── Given records
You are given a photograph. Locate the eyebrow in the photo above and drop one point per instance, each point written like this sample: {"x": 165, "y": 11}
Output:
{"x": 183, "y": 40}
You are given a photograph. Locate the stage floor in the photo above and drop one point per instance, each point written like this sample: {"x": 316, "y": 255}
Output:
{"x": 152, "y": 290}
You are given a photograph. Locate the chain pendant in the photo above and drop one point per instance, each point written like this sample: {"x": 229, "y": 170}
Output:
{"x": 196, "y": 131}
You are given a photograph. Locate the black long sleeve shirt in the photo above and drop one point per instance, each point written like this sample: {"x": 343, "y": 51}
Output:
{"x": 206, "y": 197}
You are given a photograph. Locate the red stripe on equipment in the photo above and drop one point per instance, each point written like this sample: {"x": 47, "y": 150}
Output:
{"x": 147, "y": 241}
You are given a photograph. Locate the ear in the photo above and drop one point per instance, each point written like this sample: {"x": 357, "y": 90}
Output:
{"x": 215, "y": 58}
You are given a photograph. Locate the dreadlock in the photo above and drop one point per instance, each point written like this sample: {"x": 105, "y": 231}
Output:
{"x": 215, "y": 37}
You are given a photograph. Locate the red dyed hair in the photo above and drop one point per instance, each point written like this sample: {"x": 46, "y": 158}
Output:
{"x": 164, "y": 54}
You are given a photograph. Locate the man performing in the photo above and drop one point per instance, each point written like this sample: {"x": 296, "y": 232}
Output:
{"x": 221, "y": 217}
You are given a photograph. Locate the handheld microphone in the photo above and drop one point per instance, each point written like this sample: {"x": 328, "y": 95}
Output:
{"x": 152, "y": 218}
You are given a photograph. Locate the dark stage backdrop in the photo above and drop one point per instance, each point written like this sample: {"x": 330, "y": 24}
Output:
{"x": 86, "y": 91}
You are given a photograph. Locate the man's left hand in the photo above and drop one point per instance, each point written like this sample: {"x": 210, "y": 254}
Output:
────
### Work required
Every line of the data above should be copied exactly.

### Solution to this problem
You are given a photograph. Locate the eyebrow in the photo above and drop one point per instance, each point written like this sample: {"x": 165, "y": 11}
Output:
{"x": 183, "y": 40}
You are given a photograph. Locate the stage floor in the photo above and drop one point per instance, each point written like this sample: {"x": 316, "y": 255}
Output:
{"x": 152, "y": 290}
You are given a photograph. Locate the chain pendant in the photo above and drop one point per instance, each point written like this sample: {"x": 229, "y": 170}
Output:
{"x": 196, "y": 131}
You are given a photograph. Locate the black long sleeve shirt in the photo above and drop one point per instance, each point written like this sample: {"x": 343, "y": 51}
Output:
{"x": 206, "y": 197}
You are given a photograph. Locate the red stripe on equipment in the photo above and drop one point per instance, each point written like this sample: {"x": 47, "y": 150}
Output:
{"x": 147, "y": 241}
You are given a photograph. Locate the ear in the photo above and drop one point per instance, each point written like this sample: {"x": 357, "y": 90}
Output:
{"x": 215, "y": 58}
You are given a photograph. Locate the dreadlock in the photo above and drop one point per instance, each point written like this sample: {"x": 105, "y": 231}
Output:
{"x": 215, "y": 37}
You are given a photograph. Locate the red dyed hair in the photo above and drop one point per instance, each point written like this sample: {"x": 46, "y": 158}
Output:
{"x": 164, "y": 54}
You are given a photograph. Locate the man performing in the photo above and drop one point per instance, each point written like this sample: {"x": 296, "y": 232}
Output:
{"x": 221, "y": 217}
You are given a photograph. Locate the handheld microphone in the photo above and drop one point per instance, each point written like this sample: {"x": 328, "y": 95}
Output:
{"x": 152, "y": 218}
You are given a photograph. Locate the dark stage backdrop in the photo above and drop one point per instance, each point written like this sample: {"x": 330, "y": 24}
Output:
{"x": 86, "y": 91}
You are given a photograph. Locate the man's left hand in the photo above and drop one point per instance, each point written like this sample: {"x": 210, "y": 254}
Output:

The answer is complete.